**Aim of the exercise**
Copy out the records word for word, everything from the line containing "tall beige building." down to the line containing "[0,241,1344,895]", with both of those lines included.

**Data excerpts**
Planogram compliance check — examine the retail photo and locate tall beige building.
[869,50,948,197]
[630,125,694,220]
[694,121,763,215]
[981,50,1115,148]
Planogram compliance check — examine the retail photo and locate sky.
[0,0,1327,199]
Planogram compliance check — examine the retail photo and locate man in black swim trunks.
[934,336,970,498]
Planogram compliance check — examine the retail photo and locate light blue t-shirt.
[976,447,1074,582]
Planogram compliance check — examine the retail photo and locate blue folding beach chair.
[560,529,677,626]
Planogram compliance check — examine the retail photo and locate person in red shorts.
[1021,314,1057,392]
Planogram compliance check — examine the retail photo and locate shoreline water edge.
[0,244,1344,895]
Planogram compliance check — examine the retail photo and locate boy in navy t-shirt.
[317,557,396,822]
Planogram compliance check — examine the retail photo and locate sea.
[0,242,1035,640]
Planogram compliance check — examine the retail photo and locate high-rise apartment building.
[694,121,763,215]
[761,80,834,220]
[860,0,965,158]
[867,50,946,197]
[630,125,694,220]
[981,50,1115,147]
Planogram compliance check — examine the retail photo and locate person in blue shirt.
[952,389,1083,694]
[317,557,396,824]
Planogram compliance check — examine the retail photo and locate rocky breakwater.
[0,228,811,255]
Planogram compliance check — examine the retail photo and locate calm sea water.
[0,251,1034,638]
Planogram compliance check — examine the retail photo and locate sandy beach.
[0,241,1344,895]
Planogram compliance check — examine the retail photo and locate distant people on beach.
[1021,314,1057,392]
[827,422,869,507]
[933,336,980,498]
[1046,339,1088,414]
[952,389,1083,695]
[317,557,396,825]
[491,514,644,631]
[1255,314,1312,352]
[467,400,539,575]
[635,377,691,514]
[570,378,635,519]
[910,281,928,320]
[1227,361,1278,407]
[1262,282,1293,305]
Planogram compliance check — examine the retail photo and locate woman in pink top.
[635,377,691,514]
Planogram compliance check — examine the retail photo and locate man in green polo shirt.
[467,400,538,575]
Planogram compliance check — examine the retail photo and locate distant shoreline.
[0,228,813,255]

--

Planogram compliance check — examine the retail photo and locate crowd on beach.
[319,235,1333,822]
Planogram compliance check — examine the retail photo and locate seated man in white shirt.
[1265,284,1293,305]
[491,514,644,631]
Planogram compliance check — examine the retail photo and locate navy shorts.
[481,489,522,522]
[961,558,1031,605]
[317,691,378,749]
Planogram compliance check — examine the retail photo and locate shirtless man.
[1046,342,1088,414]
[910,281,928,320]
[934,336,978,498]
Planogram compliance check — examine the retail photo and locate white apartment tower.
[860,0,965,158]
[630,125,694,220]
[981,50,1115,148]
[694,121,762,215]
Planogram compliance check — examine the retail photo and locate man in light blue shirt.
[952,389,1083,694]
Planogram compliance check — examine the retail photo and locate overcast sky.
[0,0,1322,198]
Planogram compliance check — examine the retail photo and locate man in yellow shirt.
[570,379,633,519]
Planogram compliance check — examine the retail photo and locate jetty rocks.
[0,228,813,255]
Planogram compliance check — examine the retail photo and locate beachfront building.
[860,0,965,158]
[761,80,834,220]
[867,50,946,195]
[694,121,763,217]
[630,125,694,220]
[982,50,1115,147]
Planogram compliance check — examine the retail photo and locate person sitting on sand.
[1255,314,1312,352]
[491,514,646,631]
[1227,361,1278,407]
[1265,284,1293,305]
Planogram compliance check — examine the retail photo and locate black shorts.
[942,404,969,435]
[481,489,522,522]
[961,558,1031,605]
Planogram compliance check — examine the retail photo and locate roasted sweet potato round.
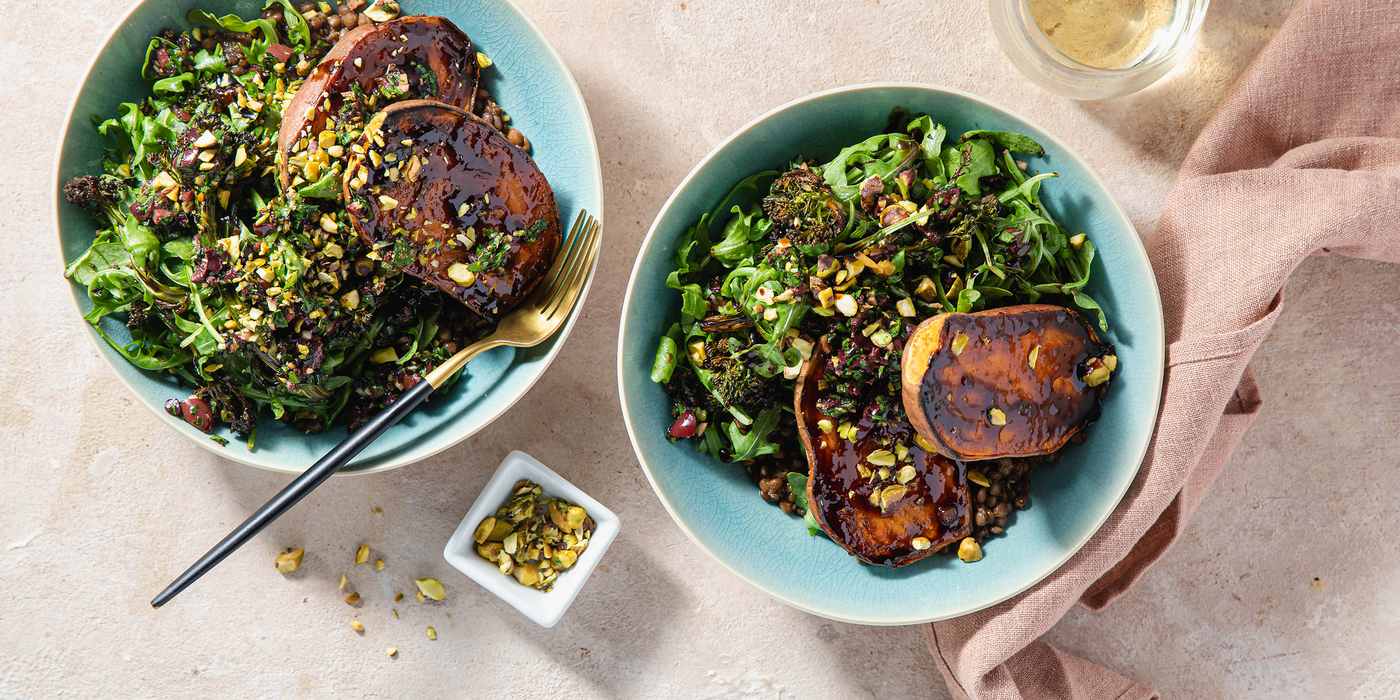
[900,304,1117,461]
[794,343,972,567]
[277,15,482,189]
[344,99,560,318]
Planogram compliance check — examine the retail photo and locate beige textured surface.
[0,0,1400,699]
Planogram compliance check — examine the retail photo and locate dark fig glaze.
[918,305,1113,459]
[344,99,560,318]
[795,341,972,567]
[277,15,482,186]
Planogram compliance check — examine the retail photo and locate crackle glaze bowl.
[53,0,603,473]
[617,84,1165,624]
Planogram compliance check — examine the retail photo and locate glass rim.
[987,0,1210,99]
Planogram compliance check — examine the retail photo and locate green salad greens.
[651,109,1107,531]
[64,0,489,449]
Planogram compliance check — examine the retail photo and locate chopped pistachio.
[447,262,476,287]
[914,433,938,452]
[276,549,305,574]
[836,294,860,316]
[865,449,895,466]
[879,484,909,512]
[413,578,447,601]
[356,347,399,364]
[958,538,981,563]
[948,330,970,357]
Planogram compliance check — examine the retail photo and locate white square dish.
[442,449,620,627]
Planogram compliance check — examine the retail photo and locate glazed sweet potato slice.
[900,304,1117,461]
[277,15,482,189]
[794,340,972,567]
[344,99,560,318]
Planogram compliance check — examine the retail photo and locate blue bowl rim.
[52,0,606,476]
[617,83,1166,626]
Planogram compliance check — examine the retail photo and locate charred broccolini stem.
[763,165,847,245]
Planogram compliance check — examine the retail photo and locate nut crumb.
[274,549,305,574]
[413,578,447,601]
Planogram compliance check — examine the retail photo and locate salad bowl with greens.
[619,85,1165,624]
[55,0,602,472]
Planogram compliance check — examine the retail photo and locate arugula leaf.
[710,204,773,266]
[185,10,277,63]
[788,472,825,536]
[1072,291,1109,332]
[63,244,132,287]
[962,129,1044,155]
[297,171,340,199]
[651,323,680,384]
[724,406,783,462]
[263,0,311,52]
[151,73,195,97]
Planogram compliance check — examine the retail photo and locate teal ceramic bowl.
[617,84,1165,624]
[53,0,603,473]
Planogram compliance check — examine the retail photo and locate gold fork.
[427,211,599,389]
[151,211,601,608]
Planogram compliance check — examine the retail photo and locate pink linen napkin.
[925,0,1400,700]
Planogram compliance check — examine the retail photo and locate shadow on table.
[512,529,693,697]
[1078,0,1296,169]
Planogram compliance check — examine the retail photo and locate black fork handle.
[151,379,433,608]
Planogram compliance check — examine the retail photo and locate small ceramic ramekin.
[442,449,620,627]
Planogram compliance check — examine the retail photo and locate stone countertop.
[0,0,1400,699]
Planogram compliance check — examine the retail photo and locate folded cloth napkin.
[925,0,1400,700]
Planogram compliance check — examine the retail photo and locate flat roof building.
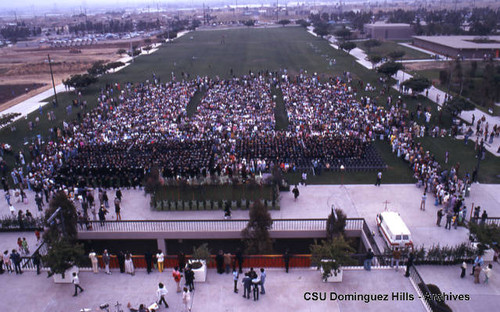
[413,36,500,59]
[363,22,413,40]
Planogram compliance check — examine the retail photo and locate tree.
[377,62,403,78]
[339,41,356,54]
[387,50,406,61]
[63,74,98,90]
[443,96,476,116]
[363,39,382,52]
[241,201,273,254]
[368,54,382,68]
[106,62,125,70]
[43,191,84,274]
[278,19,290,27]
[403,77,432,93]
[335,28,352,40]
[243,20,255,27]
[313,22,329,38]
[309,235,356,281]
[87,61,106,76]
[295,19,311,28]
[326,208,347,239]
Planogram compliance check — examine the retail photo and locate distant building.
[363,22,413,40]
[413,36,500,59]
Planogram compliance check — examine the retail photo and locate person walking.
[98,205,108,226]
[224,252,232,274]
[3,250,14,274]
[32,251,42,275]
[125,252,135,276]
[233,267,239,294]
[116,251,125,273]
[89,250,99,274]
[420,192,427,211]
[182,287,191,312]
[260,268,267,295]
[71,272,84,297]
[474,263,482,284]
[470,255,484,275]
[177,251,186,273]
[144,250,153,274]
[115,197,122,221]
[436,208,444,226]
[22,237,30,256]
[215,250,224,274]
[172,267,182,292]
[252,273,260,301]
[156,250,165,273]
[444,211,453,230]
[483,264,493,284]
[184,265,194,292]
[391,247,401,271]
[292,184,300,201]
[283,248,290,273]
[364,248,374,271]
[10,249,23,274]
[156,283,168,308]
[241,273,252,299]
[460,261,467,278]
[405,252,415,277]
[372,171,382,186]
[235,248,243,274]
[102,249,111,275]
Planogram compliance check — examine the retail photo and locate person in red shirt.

**Task result**
Planogram compliance check — examine the retail photo and locate tall beige building.
[869,50,948,197]
[630,125,694,220]
[694,121,763,215]
[981,50,1115,148]
Planogram compliance check — examine the retail photo and locate sky.
[0,0,1327,199]
Planogram compliance check — examine the retail photo and locate man in black swim trunks.
[934,336,970,498]
Planogram compliance check — examine the retail photo and locate light blue t-shirt.
[976,447,1074,582]
Planogram compliance check — examine the retail photo and locate blue folding beach chair.
[560,529,677,626]
Planogram compliance check — examine the retail photo and locate person in red shorts.
[1021,314,1057,392]
Planogram compliance check — examine the retail photo and locate shoreline water edge.
[0,244,1344,895]
Planogram compliance check — examine the retail photo and locate boy in navy t-shirt.
[317,557,396,822]
Planogram compliance check — examine the retail photo and locate sea.
[0,242,1035,640]
Planogram compliance check — examine the retail photo and locate high-rise apartment building.
[694,121,763,215]
[761,80,834,220]
[860,0,965,158]
[867,50,946,197]
[630,125,694,220]
[981,50,1115,147]
Planogram compliance check — examine the retail photo and locate person in blue shirt.
[952,389,1083,694]
[317,557,396,824]
Planogram compliance check — examine the retail photo and locate rocky breakwater.
[0,228,811,255]
Planogram compliance check — examine the retail photo and locate calm sea water.
[0,251,1034,638]
Planogram compliance check — examine the retail photo and locate sandy beach.
[0,241,1344,895]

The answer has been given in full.